Point-per-instance localization data:
________
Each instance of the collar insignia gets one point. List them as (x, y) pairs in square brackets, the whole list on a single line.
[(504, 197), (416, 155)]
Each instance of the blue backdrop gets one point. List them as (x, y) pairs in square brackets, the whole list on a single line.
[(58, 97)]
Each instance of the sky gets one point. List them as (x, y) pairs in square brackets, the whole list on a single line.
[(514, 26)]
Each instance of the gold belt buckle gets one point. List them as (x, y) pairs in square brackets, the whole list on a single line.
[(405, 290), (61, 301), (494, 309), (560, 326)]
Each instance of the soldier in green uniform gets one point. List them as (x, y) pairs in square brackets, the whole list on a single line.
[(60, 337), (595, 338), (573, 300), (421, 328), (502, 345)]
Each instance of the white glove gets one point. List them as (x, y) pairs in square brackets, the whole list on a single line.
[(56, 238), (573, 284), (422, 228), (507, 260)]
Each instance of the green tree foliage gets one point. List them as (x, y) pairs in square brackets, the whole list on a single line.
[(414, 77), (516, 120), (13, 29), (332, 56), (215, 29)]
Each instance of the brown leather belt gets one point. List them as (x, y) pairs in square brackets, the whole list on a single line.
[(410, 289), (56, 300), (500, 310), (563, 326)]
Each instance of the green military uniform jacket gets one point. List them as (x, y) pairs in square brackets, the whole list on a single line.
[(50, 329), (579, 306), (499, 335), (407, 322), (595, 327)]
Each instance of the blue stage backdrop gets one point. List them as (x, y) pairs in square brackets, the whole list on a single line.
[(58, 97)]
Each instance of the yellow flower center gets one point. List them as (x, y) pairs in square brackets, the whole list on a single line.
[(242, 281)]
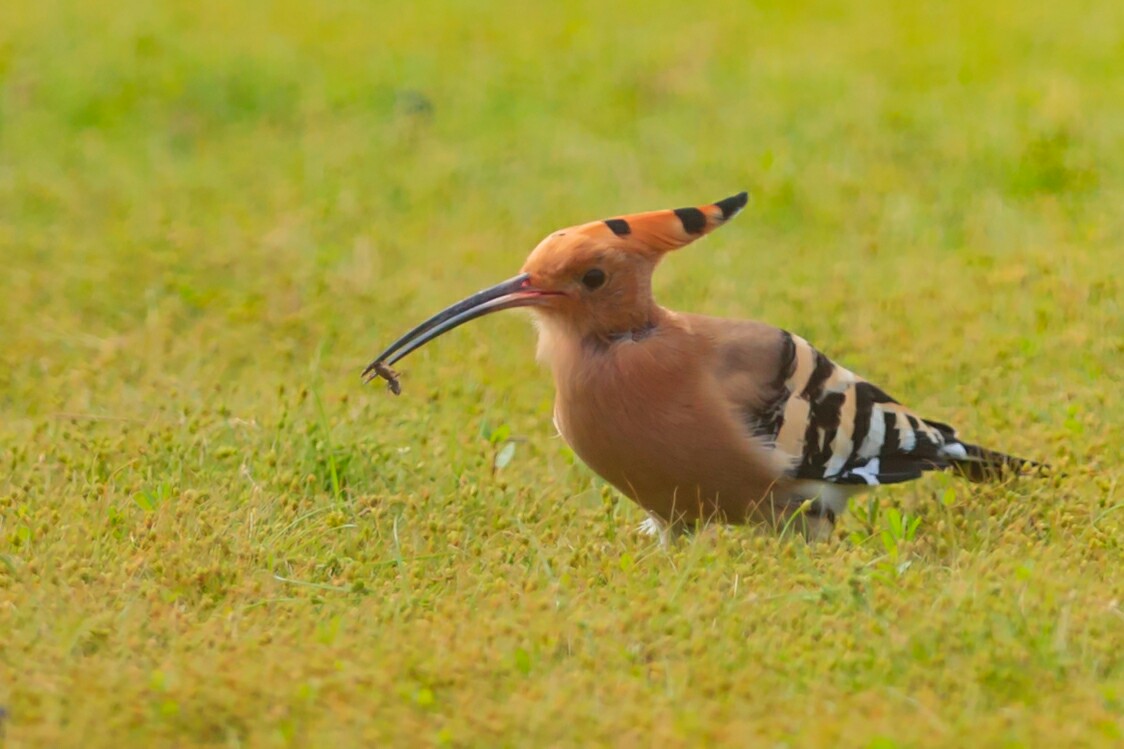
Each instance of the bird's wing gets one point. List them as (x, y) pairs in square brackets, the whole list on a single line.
[(832, 425)]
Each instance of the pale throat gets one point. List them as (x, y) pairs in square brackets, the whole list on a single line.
[(561, 343)]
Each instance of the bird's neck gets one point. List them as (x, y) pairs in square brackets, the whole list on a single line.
[(563, 345)]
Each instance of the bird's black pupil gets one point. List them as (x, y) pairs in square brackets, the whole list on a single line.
[(594, 278)]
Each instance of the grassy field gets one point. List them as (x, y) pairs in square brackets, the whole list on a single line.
[(212, 214)]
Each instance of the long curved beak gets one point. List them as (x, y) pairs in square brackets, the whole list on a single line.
[(513, 292)]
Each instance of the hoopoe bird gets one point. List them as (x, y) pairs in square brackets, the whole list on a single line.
[(700, 420)]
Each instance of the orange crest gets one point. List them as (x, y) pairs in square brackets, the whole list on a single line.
[(662, 231)]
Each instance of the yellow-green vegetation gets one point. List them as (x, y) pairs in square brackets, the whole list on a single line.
[(212, 214)]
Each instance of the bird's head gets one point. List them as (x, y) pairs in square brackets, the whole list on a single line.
[(589, 280)]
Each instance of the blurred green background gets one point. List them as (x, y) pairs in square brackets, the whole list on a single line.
[(212, 214)]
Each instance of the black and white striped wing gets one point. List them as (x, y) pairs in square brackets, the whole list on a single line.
[(835, 426)]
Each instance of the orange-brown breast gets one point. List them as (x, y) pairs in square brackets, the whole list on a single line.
[(652, 418)]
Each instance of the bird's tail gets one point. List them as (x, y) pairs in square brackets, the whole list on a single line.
[(982, 465)]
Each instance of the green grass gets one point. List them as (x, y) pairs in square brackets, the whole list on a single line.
[(212, 216)]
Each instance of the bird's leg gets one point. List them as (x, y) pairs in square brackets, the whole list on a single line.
[(813, 519), (665, 531)]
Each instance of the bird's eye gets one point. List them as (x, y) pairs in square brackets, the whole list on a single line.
[(594, 279)]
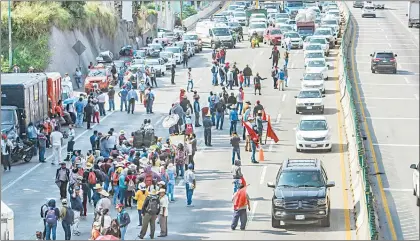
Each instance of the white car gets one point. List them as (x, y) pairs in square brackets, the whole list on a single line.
[(318, 66), (310, 101), (312, 48), (313, 81), (258, 27), (313, 133), (416, 186), (295, 40), (368, 11), (177, 51), (318, 55), (321, 41)]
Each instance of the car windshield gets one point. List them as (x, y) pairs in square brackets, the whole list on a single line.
[(300, 179), (316, 55), (190, 37), (97, 73), (309, 94), (173, 50), (322, 32), (275, 31), (312, 76), (221, 31), (318, 41), (313, 125), (257, 25), (7, 117), (292, 35), (314, 47), (316, 63), (384, 55)]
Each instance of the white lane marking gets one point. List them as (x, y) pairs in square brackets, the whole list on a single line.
[(254, 207), (10, 184), (264, 171), (398, 189), (391, 118), (396, 145)]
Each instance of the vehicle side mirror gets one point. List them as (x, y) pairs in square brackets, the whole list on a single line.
[(330, 184)]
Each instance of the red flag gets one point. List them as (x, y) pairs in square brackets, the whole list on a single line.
[(271, 133), (251, 132)]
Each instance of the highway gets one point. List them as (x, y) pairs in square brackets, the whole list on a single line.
[(390, 110)]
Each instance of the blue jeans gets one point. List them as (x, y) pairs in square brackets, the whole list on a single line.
[(111, 104), (190, 82), (51, 229), (214, 78), (247, 81), (123, 102), (170, 193), (116, 193), (79, 119), (219, 120), (42, 154), (179, 168), (236, 151), (189, 193), (233, 126)]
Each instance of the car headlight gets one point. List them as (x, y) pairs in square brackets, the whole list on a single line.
[(279, 202), (322, 201)]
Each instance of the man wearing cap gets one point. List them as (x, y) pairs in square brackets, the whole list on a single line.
[(240, 205), (62, 178), (163, 214)]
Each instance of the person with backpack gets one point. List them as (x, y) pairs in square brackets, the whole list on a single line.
[(130, 179), (150, 211), (51, 218), (123, 219), (67, 219)]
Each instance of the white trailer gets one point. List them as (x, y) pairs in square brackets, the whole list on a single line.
[(413, 13), (7, 223)]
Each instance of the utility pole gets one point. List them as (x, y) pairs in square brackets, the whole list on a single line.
[(10, 34)]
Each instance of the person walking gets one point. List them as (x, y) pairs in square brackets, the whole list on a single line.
[(111, 98), (234, 141), (51, 218), (240, 205), (56, 139), (190, 185), (140, 197), (247, 75), (150, 210), (163, 214), (67, 219), (123, 219)]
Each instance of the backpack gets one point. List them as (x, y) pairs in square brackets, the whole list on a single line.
[(153, 206), (92, 178), (69, 218), (50, 217), (131, 185)]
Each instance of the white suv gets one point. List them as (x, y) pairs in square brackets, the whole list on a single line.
[(416, 191)]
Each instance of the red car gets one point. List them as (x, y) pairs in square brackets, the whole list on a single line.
[(273, 36)]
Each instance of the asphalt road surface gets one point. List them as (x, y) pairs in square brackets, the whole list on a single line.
[(391, 109), (28, 186)]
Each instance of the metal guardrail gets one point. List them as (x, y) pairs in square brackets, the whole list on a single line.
[(346, 54)]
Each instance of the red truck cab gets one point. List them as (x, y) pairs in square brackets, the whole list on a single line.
[(273, 36)]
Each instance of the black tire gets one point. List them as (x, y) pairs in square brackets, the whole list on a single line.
[(275, 223)]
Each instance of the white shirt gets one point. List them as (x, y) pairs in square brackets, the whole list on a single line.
[(164, 203), (56, 137)]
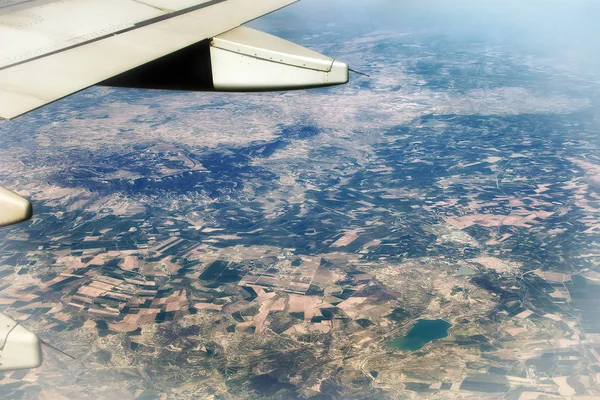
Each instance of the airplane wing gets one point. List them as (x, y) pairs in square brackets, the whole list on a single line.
[(52, 48)]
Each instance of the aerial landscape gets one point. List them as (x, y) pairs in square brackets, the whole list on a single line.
[(431, 231)]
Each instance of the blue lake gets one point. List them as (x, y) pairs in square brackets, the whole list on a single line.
[(423, 332)]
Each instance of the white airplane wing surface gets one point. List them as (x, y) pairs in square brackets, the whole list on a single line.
[(52, 48)]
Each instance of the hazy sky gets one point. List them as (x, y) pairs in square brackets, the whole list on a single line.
[(568, 30)]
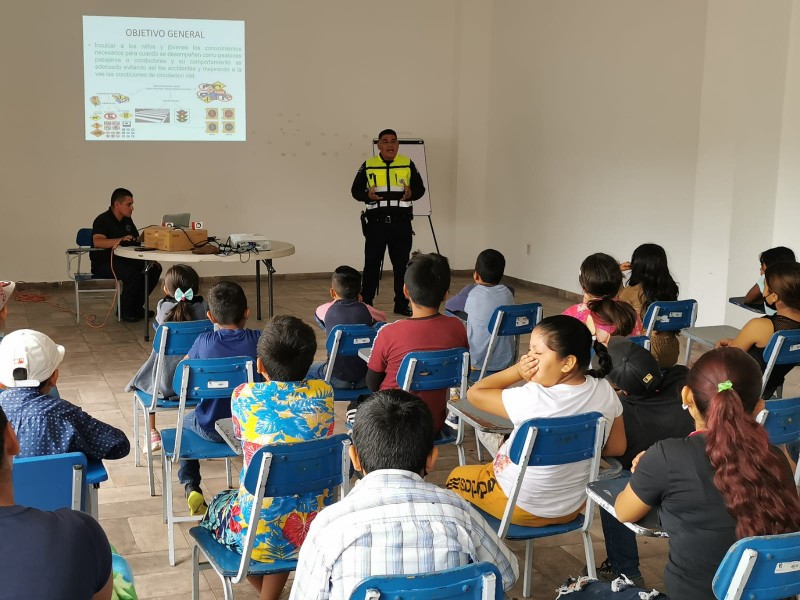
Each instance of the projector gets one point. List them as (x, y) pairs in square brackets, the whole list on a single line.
[(250, 241)]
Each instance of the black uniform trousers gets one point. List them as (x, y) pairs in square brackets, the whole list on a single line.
[(131, 273), (378, 234)]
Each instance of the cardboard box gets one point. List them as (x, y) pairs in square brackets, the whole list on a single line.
[(174, 240)]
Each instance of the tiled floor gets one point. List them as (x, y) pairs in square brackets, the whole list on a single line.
[(99, 363)]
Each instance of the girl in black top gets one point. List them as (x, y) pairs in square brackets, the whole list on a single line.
[(781, 288), (722, 483)]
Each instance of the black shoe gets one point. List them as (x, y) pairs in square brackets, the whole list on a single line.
[(607, 574)]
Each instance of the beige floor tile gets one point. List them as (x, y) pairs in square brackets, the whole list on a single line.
[(100, 362)]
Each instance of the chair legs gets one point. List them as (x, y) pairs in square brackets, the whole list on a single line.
[(528, 571), (136, 451)]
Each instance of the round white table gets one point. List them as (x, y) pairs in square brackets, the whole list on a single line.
[(278, 250)]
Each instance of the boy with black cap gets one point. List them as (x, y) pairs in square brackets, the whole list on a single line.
[(652, 411)]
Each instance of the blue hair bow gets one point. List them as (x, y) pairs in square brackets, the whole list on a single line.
[(181, 295)]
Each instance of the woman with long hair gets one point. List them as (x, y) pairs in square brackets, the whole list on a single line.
[(782, 290), (650, 282), (722, 483)]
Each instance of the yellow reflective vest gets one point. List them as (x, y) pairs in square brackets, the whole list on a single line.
[(393, 177)]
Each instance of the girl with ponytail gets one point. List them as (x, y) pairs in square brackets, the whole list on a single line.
[(601, 310), (650, 282), (557, 383), (182, 302), (722, 483)]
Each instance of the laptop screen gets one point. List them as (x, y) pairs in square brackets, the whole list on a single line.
[(177, 220)]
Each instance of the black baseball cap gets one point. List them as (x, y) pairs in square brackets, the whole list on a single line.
[(634, 369)]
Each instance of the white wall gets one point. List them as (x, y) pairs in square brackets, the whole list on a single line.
[(323, 78), (593, 131), (570, 126)]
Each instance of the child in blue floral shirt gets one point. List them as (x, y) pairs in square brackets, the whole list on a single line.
[(285, 408)]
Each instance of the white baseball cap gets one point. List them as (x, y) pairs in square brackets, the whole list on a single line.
[(31, 351), (6, 290)]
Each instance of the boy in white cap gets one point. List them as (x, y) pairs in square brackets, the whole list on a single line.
[(45, 425), (6, 291)]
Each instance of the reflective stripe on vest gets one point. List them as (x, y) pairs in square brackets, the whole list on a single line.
[(393, 177)]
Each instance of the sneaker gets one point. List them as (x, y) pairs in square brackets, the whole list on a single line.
[(197, 504), (155, 440), (607, 574)]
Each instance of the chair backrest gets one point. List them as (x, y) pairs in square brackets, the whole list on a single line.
[(50, 482), (764, 567), (174, 339), (208, 379), (783, 349), (554, 441), (670, 316), (288, 469), (434, 370), (781, 420), (347, 340), (476, 581), (511, 319), (84, 237)]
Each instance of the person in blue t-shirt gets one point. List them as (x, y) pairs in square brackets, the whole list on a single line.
[(228, 310), (349, 372)]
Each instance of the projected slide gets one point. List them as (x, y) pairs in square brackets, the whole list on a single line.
[(163, 79)]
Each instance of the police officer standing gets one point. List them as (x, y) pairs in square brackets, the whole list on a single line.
[(388, 184)]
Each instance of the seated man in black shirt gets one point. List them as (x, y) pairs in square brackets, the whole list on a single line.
[(652, 411), (110, 229)]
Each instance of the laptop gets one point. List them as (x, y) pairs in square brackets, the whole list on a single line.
[(177, 220)]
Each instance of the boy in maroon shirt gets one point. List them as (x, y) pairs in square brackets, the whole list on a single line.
[(426, 282)]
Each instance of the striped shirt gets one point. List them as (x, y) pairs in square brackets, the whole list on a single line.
[(393, 522)]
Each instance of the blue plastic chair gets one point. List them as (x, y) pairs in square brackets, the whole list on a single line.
[(477, 581), (347, 340), (51, 482), (171, 339), (83, 239), (664, 315), (783, 349), (437, 370), (781, 419), (763, 567), (275, 470), (198, 379), (556, 441), (508, 320)]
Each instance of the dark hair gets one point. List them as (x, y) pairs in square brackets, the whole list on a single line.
[(601, 278), (490, 266), (3, 422), (346, 281), (428, 279), (286, 348), (751, 479), (567, 336), (649, 268), (776, 255), (185, 278), (227, 303), (119, 194), (393, 430), (784, 279)]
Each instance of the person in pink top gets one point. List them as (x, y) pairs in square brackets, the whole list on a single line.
[(601, 310), (426, 282)]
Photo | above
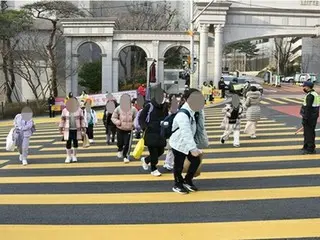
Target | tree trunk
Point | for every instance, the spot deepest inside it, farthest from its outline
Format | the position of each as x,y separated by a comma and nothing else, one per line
11,71
52,59
5,69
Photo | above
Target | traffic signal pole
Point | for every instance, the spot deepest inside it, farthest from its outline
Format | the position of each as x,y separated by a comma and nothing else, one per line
191,33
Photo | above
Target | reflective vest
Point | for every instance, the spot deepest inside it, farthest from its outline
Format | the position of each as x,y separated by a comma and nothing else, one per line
237,87
316,100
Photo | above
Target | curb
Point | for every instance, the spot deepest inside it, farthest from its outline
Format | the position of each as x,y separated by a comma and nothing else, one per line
219,104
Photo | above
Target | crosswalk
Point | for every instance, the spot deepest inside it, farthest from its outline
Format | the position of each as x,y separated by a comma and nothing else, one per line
281,101
263,190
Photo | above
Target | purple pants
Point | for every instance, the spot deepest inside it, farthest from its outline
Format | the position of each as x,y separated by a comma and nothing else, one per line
23,145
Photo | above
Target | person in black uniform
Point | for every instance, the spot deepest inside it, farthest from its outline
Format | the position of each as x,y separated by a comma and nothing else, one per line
222,87
310,113
51,102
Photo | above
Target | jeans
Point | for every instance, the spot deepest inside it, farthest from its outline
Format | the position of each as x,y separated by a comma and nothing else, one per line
123,141
179,159
155,153
72,138
309,135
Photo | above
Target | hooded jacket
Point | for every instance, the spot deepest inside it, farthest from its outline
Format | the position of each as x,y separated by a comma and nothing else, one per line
252,104
190,135
124,120
152,128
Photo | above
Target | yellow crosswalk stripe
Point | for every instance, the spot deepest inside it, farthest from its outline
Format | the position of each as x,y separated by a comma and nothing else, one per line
34,141
216,150
275,100
138,163
291,100
102,130
263,129
164,197
271,229
164,177
217,142
51,155
264,102
3,161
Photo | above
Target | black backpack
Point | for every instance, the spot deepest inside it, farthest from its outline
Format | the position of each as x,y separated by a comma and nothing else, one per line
166,124
234,115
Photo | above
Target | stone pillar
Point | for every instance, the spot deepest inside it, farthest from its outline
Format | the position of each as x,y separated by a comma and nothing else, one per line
69,64
115,75
203,56
149,62
218,49
156,57
160,73
107,80
74,74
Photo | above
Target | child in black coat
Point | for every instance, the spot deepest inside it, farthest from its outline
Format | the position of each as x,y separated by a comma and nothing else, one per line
109,125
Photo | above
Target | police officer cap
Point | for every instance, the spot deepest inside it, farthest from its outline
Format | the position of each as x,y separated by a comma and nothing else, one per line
308,84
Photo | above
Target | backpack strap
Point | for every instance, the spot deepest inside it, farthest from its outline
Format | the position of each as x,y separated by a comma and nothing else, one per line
185,111
149,112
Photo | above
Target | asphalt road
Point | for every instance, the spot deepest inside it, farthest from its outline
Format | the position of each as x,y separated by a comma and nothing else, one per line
263,190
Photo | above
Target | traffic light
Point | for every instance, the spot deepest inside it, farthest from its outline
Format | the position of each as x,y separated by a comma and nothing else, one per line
189,60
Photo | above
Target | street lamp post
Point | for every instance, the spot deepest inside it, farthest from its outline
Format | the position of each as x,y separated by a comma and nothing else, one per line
191,33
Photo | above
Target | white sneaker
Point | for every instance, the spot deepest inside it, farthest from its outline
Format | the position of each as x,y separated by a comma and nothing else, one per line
168,167
68,159
120,155
74,159
156,173
144,164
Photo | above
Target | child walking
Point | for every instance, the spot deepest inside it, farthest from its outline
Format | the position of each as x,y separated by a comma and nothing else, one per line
108,124
232,121
91,119
24,129
123,117
72,126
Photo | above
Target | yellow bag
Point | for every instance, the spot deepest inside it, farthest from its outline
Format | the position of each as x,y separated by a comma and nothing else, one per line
86,142
138,150
186,166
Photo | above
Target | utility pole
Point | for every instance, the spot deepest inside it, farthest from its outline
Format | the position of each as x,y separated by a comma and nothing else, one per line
4,6
191,33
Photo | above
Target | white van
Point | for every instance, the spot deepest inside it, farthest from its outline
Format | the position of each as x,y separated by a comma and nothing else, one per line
302,77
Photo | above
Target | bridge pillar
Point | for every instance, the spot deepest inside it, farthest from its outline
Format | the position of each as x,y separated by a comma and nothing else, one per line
115,75
74,75
107,69
203,56
218,49
161,71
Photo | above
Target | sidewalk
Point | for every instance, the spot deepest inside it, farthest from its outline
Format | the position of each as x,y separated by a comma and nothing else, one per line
41,120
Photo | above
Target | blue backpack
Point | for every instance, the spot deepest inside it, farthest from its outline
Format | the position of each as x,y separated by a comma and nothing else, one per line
166,124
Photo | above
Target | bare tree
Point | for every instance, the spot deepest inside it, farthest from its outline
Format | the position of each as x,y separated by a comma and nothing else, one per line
148,15
53,11
282,53
11,23
32,62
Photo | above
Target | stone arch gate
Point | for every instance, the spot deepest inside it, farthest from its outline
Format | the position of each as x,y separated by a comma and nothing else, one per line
102,32
230,21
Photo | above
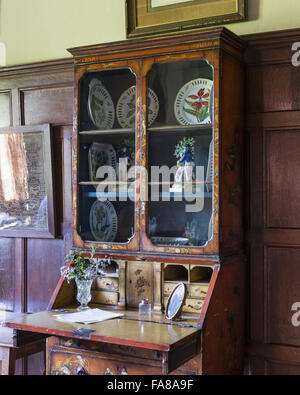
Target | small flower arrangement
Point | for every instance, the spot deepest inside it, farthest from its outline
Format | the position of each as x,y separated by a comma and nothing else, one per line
83,267
180,147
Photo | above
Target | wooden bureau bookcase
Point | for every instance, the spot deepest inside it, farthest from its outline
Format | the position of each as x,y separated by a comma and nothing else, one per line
151,101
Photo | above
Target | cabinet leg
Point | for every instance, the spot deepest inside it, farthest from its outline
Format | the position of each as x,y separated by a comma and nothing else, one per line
8,361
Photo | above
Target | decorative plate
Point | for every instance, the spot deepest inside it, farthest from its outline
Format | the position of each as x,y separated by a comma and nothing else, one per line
175,302
101,155
100,105
210,169
103,221
192,103
126,107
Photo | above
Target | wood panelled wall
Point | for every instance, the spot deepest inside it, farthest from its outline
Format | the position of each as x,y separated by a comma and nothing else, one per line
272,193
39,93
43,92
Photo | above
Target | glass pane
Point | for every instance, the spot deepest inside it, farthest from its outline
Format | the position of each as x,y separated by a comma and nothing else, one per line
23,194
107,156
5,116
108,100
184,92
180,154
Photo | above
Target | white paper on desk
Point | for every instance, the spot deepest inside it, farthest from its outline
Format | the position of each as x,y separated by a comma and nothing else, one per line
89,316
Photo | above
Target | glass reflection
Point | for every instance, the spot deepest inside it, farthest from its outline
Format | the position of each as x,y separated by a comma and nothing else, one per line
23,197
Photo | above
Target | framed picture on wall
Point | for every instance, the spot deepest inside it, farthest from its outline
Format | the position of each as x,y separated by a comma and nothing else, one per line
26,182
146,17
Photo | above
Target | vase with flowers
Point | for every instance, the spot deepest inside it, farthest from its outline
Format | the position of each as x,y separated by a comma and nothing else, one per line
84,269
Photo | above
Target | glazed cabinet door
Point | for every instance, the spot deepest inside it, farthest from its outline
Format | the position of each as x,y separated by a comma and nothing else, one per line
180,153
106,141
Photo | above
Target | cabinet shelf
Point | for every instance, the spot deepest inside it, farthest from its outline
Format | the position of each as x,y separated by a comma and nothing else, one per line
108,131
179,127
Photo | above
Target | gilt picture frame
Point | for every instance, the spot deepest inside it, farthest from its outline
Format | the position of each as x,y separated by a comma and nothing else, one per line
27,206
148,17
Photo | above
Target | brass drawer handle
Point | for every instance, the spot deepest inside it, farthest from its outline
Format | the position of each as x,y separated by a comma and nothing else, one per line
108,372
122,370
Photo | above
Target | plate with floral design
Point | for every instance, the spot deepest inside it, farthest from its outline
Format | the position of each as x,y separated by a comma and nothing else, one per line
192,103
126,107
100,105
________
» Exercise: In the records above, some lines hold the word "stone"; copy each such line.

» Reply:
Target | stone pillar
Target | stone arch gate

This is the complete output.